▶ [WHAT TO PRODUCE]:
Reproduce every item below verbatim, but omit the pictures.

___ INFORMATION PROVIDED ___

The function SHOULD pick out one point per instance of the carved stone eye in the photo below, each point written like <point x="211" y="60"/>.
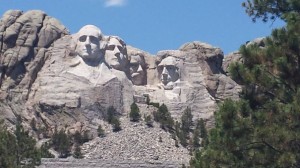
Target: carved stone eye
<point x="94" y="39"/>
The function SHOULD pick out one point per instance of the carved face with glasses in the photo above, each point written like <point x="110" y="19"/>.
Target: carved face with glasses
<point x="88" y="43"/>
<point x="116" y="53"/>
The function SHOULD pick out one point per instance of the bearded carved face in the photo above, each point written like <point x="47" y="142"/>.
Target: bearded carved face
<point x="88" y="43"/>
<point x="168" y="70"/>
<point x="116" y="53"/>
<point x="137" y="70"/>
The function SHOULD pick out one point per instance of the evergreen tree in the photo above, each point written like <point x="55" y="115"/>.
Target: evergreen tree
<point x="116" y="124"/>
<point x="61" y="143"/>
<point x="148" y="120"/>
<point x="18" y="149"/>
<point x="186" y="120"/>
<point x="262" y="129"/>
<point x="163" y="116"/>
<point x="134" y="114"/>
<point x="77" y="152"/>
<point x="111" y="114"/>
<point x="44" y="151"/>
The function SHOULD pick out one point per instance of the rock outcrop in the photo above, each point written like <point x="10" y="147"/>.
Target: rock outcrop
<point x="69" y="81"/>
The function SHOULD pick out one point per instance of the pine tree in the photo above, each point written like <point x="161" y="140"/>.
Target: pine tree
<point x="134" y="114"/>
<point x="77" y="152"/>
<point x="262" y="129"/>
<point x="111" y="114"/>
<point x="18" y="149"/>
<point x="61" y="143"/>
<point x="116" y="124"/>
<point x="163" y="116"/>
<point x="148" y="120"/>
<point x="100" y="131"/>
<point x="186" y="120"/>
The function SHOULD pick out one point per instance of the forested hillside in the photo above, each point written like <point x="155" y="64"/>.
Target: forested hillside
<point x="262" y="129"/>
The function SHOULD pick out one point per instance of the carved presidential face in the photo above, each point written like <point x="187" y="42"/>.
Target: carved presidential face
<point x="137" y="70"/>
<point x="88" y="43"/>
<point x="168" y="70"/>
<point x="116" y="53"/>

___

▶ [EXERCISE RESPONSE]:
The function SHOULD pick out one point per instance of the carved stone eye in the photo below, each point written like <point x="211" y="60"/>.
Target: carved stone eye
<point x="94" y="39"/>
The function SHOULD pick out one point per instance of the carved face with glasses in the photo above, each point written like <point x="110" y="19"/>.
Target: carved face with glasses
<point x="88" y="43"/>
<point x="116" y="53"/>
The function SHOULD pick out one point per instance of the bearded carved face in the photo above, each point written like <point x="47" y="142"/>.
Target: bearded carved face
<point x="88" y="43"/>
<point x="168" y="70"/>
<point x="116" y="53"/>
<point x="137" y="70"/>
The function SHOULD pick out one point per instance of the evergreen tree in the photo above, each point written like <point x="55" y="115"/>.
Target: evergreen tree
<point x="116" y="124"/>
<point x="61" y="143"/>
<point x="148" y="120"/>
<point x="18" y="149"/>
<point x="186" y="120"/>
<point x="262" y="129"/>
<point x="163" y="116"/>
<point x="134" y="114"/>
<point x="77" y="152"/>
<point x="111" y="114"/>
<point x="44" y="151"/>
The function SHOULD pick out one point per instance of the rock outcrop in the photo above, each point written like <point x="10" y="147"/>.
Target: rock outcrop
<point x="69" y="81"/>
The function SHOULD pick out one point per instance of the pine tree in the photo above, each point written like <point x="161" y="140"/>.
Target: pine tree
<point x="134" y="114"/>
<point x="77" y="152"/>
<point x="262" y="129"/>
<point x="111" y="114"/>
<point x="18" y="149"/>
<point x="61" y="143"/>
<point x="116" y="124"/>
<point x="163" y="116"/>
<point x="148" y="120"/>
<point x="100" y="131"/>
<point x="186" y="120"/>
The function SHOULD pick out one point per instance of the forested hillside in the photo above, each point written like <point x="155" y="64"/>.
Target: forested hillside
<point x="262" y="129"/>
The function SHOULD pick out one point per instance of the carved presidential face in the photo above, each point written like <point x="187" y="42"/>.
Target: carved presidential face
<point x="137" y="70"/>
<point x="88" y="43"/>
<point x="168" y="70"/>
<point x="116" y="53"/>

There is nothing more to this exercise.